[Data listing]
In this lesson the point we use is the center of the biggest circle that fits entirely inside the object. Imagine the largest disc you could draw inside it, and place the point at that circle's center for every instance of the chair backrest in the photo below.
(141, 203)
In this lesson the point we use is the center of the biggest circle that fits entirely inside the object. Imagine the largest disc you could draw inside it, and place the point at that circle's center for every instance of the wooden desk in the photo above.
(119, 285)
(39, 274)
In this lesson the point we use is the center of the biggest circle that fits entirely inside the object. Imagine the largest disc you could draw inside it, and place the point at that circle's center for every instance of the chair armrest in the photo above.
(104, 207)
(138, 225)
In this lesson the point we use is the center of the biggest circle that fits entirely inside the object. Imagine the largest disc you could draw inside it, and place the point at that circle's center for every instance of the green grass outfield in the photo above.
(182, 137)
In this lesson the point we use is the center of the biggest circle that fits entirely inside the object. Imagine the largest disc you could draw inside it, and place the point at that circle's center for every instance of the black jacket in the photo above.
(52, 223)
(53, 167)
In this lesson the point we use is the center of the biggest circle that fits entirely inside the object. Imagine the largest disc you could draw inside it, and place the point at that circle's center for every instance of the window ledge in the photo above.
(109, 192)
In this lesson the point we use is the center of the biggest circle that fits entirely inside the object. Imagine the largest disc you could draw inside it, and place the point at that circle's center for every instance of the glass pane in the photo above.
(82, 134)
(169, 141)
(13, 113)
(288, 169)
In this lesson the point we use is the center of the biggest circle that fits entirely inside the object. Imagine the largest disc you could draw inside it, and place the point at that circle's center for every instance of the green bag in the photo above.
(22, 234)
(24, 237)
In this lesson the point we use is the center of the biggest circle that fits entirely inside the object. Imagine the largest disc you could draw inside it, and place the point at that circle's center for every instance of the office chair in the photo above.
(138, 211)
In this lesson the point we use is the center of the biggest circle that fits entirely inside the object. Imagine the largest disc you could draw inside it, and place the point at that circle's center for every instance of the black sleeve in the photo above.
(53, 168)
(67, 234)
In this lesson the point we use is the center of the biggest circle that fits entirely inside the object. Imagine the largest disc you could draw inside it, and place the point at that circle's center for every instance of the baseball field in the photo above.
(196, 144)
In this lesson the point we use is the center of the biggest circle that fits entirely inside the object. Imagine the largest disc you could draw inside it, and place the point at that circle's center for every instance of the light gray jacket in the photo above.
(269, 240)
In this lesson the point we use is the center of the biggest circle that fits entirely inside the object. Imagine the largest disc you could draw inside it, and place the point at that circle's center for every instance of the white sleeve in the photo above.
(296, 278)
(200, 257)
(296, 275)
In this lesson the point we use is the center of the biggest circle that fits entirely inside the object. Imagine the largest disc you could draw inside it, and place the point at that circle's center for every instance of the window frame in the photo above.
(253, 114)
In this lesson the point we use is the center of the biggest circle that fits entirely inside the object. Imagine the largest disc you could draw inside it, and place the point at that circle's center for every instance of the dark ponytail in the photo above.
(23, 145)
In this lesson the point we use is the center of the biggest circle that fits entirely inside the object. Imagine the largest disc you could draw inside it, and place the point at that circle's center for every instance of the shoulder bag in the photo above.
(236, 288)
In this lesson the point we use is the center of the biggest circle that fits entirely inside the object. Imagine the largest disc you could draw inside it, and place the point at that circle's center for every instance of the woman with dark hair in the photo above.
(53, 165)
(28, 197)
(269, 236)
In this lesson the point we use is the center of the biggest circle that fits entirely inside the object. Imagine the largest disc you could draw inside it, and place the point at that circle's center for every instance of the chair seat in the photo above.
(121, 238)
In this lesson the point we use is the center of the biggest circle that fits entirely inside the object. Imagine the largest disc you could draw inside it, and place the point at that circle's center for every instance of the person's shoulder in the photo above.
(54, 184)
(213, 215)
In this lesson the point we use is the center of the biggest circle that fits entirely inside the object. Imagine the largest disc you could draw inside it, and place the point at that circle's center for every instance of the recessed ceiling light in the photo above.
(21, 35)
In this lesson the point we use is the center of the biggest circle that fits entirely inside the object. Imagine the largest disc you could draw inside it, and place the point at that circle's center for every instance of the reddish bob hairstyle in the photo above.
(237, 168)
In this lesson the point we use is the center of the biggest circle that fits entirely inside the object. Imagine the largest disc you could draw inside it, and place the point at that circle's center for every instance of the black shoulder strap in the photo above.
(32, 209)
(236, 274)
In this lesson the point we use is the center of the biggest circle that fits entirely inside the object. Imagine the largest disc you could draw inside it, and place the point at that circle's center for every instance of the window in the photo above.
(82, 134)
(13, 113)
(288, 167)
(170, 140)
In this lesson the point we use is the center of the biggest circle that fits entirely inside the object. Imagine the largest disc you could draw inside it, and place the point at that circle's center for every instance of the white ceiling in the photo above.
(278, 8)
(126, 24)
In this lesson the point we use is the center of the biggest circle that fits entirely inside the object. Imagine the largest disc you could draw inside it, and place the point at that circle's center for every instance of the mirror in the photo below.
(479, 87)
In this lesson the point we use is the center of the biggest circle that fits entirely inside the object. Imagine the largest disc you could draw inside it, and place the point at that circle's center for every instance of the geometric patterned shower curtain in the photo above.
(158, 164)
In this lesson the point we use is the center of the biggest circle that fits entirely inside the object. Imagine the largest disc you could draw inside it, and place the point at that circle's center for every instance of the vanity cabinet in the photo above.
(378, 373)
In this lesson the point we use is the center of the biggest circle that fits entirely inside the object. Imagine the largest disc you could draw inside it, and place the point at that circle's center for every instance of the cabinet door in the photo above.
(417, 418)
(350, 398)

Request
Copy all of the data. Keep every word exactly as it is.

Exercise solution
In this lesson the point we use is the center of the biggest circle that fits entirely inside the object. Imagine the largest disc you could draw inside it, and place the point at that circle's center for every instance of the chair backrest in the photo below.
(141, 203)
In this lesson the point we use is the center of the biggest circle that fits entirely inside the object. Imagine the largest disc you could draw inside it, and place the point at that circle's center for every instance of the wooden desk in the photo above.
(119, 285)
(39, 274)
In this lesson the point we use is the center of the biggest circle that fits entirely inside the object. Imagine the largest disc you could draw inside it, and place the point at that circle's center for every instance of the chair armrest in the photo above.
(104, 207)
(138, 225)
In this lesson the point we use is the center of the biggest circle that fits entirely inside the object. Imagine the largest disc you could draw inside it, and place the point at that circle's center for every instance of the green grass outfield in the photo above.
(182, 137)
In this lesson the point we use is the center of the biggest circle that fits entirely inside the object. Imagine the largest disc you could draw inside it, and place the point at that circle's center for every instance of the black jacket in the photo above.
(52, 223)
(53, 167)
In this lesson the point we use is the center of the biggest circle that fits entirely inside the object. Imagine the largest disc you could draw inside it, and place the point at that circle's center for every instance of the window ledge in the photo above.
(109, 192)
In this lesson the point we use is the center of the biggest circle that fits entirely inside the object. Imagine the largest disc you could draw inside it, and place the point at that circle's center for every instance of the glass pane in the photo above.
(82, 134)
(169, 141)
(13, 113)
(288, 169)
In this lesson the point we use is the center of the biggest circle that fits entirely inside the object. Imagine the largest disc you could draw inside it, and place the point at that circle's center for every instance of the green bag in the photo above.
(22, 234)
(24, 237)
In this lesson the point we use is the center of the biggest circle that fits entirely inside the object. Imagine the largest disc you could draw inside it, and place the point at that circle's center for every instance of the office chair in the photo above.
(138, 211)
In this lesson the point we use is the center of the biggest circle that fits entirely inside the object. Imagine the largest disc you could draw inside it, and place the point at that circle's center for every instance of the black sleeve in the photo above.
(53, 168)
(67, 234)
In this lesson the point we use is the center of the biggest circle that fits entirely inside the object. Imagine the largest disc you could draw inside it, and place the point at that circle's center for every instance of the baseball field in the photo above.
(196, 144)
In this lesson the point we use is the center of the biggest circle that fits entirely inside the object. Imagine the largest disc you could draw inside it, and place the point at that circle's center for every instance of the light gray jacket in the photo above.
(269, 240)
In this lesson the point we use is the center of the biggest circle that fits entirely inside the object. Imagine the largest disc you could draw inside it, and place the point at that circle's center for every instance of the white sleeve in the photo above.
(296, 278)
(200, 257)
(296, 275)
In this lesson the point we use is the center of the biggest circle that fits entirely inside the object. Imagine the largest disc you could draw inside it, and place the point at that circle's center for every instance of the window frame in the photo above.
(253, 114)
In this lesson the point we use is the center of the biggest circle that fits entirely inside the object. Imagine the largest disc you could draw inside it, and place the point at that circle's center for every instance of the dark ponytail in the photo above.
(23, 145)
In this lesson the point we use is the center of the biggest circle that fits entirely inside the object. Imagine the largest disc you could draw inside it, and place the point at that circle's center for every instance of the shoulder bag in the photo above.
(236, 288)
In this lesson the point we use is the center of the biggest circle that fits entirely inside the object. Imagine the largest disc you could draw inside it, and place the point at that circle's center for every instance of the woman with dark hair in the photo above.
(53, 165)
(28, 197)
(269, 236)
In this lesson the point we use is the center of the biggest circle that fits entirely inside the object. Imagine the largest disc you could draw inside it, and place the point at that circle's center for every instance of the chair seat in the photo above.
(121, 238)
In this lesson the point we use is the center of the biggest circle that fits entirely inside the object. Imagine the largest disc you could draw inside it, and place the point at that circle's center for every instance of the person's shoulder in the photo above.
(54, 184)
(213, 215)
In this lesson the point we use is the center of the biggest circle that fits entirely inside the object. Imagine the largest disc you could draw inside it, and place the point at that circle's center for every instance of the recessed ceiling light in the photo above.
(21, 35)
In this lesson the point we use is the center of the biggest circle that fits entirely inside the object. Imagine the largest disc you could draw inside it, and place the point at that circle's center for every instance of the reddish bob hairstyle in the photo above.
(237, 168)
In this lesson the point we use is the center of the biggest circle that fits entirely inside the object. Imagine the largest disc you could draw inside it, and place the point at that circle's center for every instance of the black shoulder strap in the photo above.
(32, 209)
(236, 274)
In this lesson the point we use is the center of the biggest circle that fits entirely inside the object. Imagine the largest disc you could draw inside it, and place the point at that circle's center for every instance of the window in the photo above.
(82, 134)
(13, 113)
(288, 167)
(170, 140)
In this lesson the point we use is the center of the biggest circle that fits entirely inside the object. Imagine the largest disc you could draw inside it, and place the point at that circle's center for every instance of the white ceiling in the photo above.
(278, 8)
(126, 24)
In this lesson the point we use is the center of the biggest circle that fits entirely inside the object. Imagine the largest disc you could draw inside it, and place the point at that circle's center for every instance of the mirror in the photo below.
(479, 87)
In this lesson the point we use is the center of the biggest circle that fits entirely inside the object. Imagine the largest disc you could draw inside it, and place the point at that circle's center for every instance of the geometric patterned shower curtain in the photo above.
(158, 164)
In this lesson the point we use is the center of the biggest circle that fits entirely inside the object. Imagine the largest disc you could draw inside it, and place the point at that circle's center for every instance of the vanity cabinet in the photo above.
(378, 373)
In this lesson the point we use is the center of the biggest circle that fits entirely inside the object. Imagine the largest disc you could draw inside it, and place the point at that circle's center for every instance of the cabinet door in the photo above.
(417, 418)
(350, 398)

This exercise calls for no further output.